[YOUR ASSIGNMENT]: Change every "rough mask" in the items below to "coarse mask" and give them back with nothing else altered.

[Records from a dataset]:
<<<<

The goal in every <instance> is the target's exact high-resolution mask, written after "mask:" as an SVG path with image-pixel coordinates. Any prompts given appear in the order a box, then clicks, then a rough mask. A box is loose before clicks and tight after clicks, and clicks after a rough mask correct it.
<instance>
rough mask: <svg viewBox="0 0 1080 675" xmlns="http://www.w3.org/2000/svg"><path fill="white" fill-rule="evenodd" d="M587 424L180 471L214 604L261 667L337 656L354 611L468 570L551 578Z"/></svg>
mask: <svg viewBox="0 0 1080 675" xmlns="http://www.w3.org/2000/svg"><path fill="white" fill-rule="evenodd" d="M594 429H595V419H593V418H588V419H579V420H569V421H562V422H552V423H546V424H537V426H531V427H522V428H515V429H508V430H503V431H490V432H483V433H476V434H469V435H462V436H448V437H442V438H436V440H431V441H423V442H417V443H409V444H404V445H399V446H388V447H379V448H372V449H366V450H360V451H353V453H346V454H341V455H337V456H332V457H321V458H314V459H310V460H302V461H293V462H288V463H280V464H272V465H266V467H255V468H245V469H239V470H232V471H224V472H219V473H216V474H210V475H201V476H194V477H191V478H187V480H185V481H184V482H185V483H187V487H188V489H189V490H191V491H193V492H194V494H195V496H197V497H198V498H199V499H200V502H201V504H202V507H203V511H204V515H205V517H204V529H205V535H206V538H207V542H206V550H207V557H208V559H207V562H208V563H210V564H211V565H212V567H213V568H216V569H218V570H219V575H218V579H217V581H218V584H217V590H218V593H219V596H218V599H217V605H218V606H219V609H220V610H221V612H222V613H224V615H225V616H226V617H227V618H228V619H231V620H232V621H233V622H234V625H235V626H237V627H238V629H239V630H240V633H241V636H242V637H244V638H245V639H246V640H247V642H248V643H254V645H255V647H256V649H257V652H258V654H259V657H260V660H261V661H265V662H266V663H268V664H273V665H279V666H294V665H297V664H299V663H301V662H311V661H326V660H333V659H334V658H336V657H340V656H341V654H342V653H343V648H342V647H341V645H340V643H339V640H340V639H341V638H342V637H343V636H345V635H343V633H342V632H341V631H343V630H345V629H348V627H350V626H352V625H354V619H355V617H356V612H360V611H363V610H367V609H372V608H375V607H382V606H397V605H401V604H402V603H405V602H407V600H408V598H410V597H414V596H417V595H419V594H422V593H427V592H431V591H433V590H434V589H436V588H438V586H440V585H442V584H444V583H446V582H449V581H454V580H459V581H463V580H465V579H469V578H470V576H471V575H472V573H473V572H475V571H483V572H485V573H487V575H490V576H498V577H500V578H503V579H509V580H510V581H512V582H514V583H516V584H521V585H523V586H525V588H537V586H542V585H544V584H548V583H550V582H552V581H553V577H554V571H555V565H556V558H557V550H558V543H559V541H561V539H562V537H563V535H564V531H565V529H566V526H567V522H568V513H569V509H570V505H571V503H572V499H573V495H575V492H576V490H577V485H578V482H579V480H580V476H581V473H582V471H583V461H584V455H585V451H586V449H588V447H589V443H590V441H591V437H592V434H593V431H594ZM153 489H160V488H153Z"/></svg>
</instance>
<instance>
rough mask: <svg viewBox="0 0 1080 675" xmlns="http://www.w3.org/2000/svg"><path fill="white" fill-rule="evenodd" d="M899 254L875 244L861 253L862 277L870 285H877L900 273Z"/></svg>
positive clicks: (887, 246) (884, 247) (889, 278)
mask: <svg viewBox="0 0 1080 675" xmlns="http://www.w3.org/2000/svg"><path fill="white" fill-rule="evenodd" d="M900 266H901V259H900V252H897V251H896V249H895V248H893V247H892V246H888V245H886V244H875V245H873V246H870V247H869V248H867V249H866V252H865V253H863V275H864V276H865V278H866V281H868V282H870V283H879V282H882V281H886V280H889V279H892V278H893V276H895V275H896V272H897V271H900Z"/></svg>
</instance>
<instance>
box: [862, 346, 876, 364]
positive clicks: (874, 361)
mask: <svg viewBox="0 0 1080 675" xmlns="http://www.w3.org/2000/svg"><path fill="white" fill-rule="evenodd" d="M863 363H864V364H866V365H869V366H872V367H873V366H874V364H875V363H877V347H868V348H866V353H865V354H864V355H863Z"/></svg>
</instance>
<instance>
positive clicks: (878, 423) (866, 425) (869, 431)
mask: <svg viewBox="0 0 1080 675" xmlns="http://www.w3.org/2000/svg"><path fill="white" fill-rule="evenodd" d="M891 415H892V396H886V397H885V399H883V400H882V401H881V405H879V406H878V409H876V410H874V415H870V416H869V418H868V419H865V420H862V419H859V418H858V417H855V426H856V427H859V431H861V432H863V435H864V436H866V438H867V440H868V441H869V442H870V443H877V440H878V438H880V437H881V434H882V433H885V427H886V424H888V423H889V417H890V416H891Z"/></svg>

>>>>

[TASK SOLUTION]:
The goal in every <instance> is the target's exact high-resolution mask, written after "mask:" as an SVG path with image-pixel coordinates. Any prompts given appear in the order a box, then clicks, then a coarse mask. A box is loose before clicks and tight after clicks, and clicks after a coarse mask correct it.
<instance>
coarse mask: <svg viewBox="0 0 1080 675" xmlns="http://www.w3.org/2000/svg"><path fill="white" fill-rule="evenodd" d="M587 424L180 471L214 604L261 667L337 656L354 611L468 570L551 578Z"/></svg>
mask: <svg viewBox="0 0 1080 675" xmlns="http://www.w3.org/2000/svg"><path fill="white" fill-rule="evenodd" d="M594 429H595V419H593V418H588V419H579V420H569V421H562V422H552V423H546V424H537V426H531V427H522V428H515V429H508V430H503V431H490V432H483V433H476V434H469V435H462V436H448V437H442V438H436V440H431V441H423V442H417V443H409V444H404V445H399V446H388V447H379V448H372V449H366V450H360V451H353V453H346V454H341V455H337V456H332V457H321V458H314V459H310V460H302V461H293V462H288V463H280V464H272V465H266V467H255V468H245V469H239V470H232V471H224V472H219V473H216V474H210V475H201V476H194V477H191V478H187V480H185V481H184V482H185V483H187V487H188V489H189V490H191V491H193V492H194V494H195V496H197V497H198V498H199V499H200V502H201V504H202V507H203V511H204V515H205V517H204V529H205V535H206V538H207V542H206V550H207V557H208V559H207V562H208V563H210V564H211V565H212V567H213V568H216V569H218V570H219V575H218V579H217V581H218V584H217V590H218V593H219V596H218V599H217V605H218V606H219V609H220V610H221V612H222V613H224V615H225V616H226V617H227V618H228V619H231V620H232V621H233V622H234V625H235V626H237V627H238V629H239V630H240V633H241V636H242V637H244V638H245V639H246V640H247V642H248V643H254V645H255V647H256V649H257V652H258V654H259V657H260V660H261V661H265V662H266V663H268V664H273V665H279V666H294V665H297V664H299V663H301V662H311V661H326V660H333V659H334V658H336V657H340V656H341V654H342V653H343V648H342V647H341V645H340V643H339V640H340V639H341V638H342V637H343V636H345V635H343V633H342V632H341V631H343V630H345V629H348V627H350V626H352V625H354V619H355V617H356V612H360V611H363V610H367V609H372V608H375V607H382V606H397V605H401V604H402V603H405V602H407V600H408V598H410V597H414V596H417V595H419V594H422V593H427V592H431V591H433V590H434V589H436V588H438V586H440V585H442V584H444V583H446V582H449V581H454V580H459V581H463V580H465V579H469V578H470V576H471V575H472V573H473V572H475V571H483V572H485V573H487V575H490V576H498V577H500V578H503V579H509V580H510V581H512V582H514V583H516V584H521V585H523V586H525V588H537V586H542V585H544V584H548V583H550V582H552V581H553V577H554V571H555V565H556V558H557V550H558V543H559V541H561V539H562V537H563V535H564V531H565V529H566V526H567V522H568V513H569V509H570V505H571V503H572V499H573V495H575V492H576V490H577V485H578V482H579V480H580V476H581V473H582V471H583V461H584V455H585V451H586V449H588V447H589V443H590V441H591V437H592V434H593V431H594ZM153 489H160V488H153Z"/></svg>
</instance>
<instance>
coarse mask: <svg viewBox="0 0 1080 675" xmlns="http://www.w3.org/2000/svg"><path fill="white" fill-rule="evenodd" d="M899 254L875 244L861 253L862 277L870 285H877L900 273Z"/></svg>
positive clicks: (887, 246) (884, 247) (889, 278)
mask: <svg viewBox="0 0 1080 675" xmlns="http://www.w3.org/2000/svg"><path fill="white" fill-rule="evenodd" d="M900 266H901V259H900V252H897V251H896V249H895V248H893V247H892V246H888V245H886V244H875V245H873V246H870V247H869V248H867V249H866V252H865V253H863V275H864V276H865V278H866V281H868V282H870V283H879V282H882V281H886V280H889V279H892V278H893V276H895V275H896V272H897V271H900Z"/></svg>
</instance>
<instance>
box: [862, 346, 876, 364]
positive clicks: (874, 361)
mask: <svg viewBox="0 0 1080 675" xmlns="http://www.w3.org/2000/svg"><path fill="white" fill-rule="evenodd" d="M863 363H864V364H866V365H869V366H872V367H873V366H874V364H875V363H877V347H868V348H866V353H865V354H864V355H863Z"/></svg>
</instance>
<instance>
positive clicks: (878, 423) (866, 425) (869, 431)
mask: <svg viewBox="0 0 1080 675" xmlns="http://www.w3.org/2000/svg"><path fill="white" fill-rule="evenodd" d="M891 415H892V396H886V397H885V399H883V400H882V401H881V405H879V406H878V409H876V410H874V415H870V416H869V418H868V419H865V420H862V419H859V418H858V417H855V426H856V427H859V431H861V432H863V435H864V436H866V438H867V440H868V441H869V442H870V443H877V440H878V438H880V437H881V434H882V433H885V427H886V424H888V423H889V417H890V416H891Z"/></svg>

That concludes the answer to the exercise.